Tarea a realizar → ¿Puedes reproducir todas las filas siguientes, solicitudes incluidas, multiplicando por 2,45 cada coordenada de las respuestas (no las de las solicitudes ni las de sus muestras de formato) y redondeando al entero más cercano, con las mitades hacia arriba?

**********

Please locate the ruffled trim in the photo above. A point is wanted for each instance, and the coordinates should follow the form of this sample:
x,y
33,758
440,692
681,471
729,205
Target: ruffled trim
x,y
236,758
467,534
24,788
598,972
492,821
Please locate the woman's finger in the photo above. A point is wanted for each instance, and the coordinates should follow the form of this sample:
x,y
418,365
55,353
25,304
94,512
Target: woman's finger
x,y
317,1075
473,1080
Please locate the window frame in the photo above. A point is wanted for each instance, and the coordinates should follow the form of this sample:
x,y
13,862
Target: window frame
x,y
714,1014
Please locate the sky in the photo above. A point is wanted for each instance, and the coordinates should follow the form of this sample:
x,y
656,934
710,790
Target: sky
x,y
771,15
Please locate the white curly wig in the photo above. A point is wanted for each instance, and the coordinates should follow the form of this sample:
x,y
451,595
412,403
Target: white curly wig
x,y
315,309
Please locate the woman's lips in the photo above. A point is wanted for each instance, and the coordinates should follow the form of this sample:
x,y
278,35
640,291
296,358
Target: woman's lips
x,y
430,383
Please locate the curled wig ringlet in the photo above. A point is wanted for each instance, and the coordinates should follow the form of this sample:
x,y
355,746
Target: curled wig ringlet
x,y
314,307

**********

Solución escrita →
Please locate the ruffled trim in the photo above. A point is wanted for each instance, and the coordinates should follow the form of this sample:
x,y
33,758
440,692
681,471
729,205
Target: ruffled trim
x,y
578,1857
1144,1308
59,1931
1465,2381
1205,2011
Please locate the woman's finger in the photo above. A point is wanted for each instance, and the coordinates should follow the form of this sample:
x,y
418,365
55,353
25,304
94,512
Target: woman's finger
x,y
777,2634
1159,2646
Please locate the window frame in the photo above. A point is wanted for each instance, and the coordinates should follow the form of this sample:
x,y
13,862
Target: window frame
x,y
1749,2484
Please locate the sky in the photo above. A point is wanted for each instance, and the coordinates should follow the form of this sample:
x,y
656,934
710,790
Target: sky
x,y
1889,37
Please locate the white curly wig in the photo above. A point is wanted for each instance, and the coordinates should follow the form of this sample:
x,y
451,595
412,403
Target: white curly wig
x,y
772,757
Please locate the woman's lips in the photo above. A point is wanted for each instance, and the coordinates should follow the form of this sample:
x,y
278,35
640,291
296,358
Target: woman's lips
x,y
1054,938
Please locate the curled wig ringlet in the photo above. A point is wanted for each instance, and the coordinates should follow the form of this sample:
x,y
355,746
Target: curled wig ringlet
x,y
769,752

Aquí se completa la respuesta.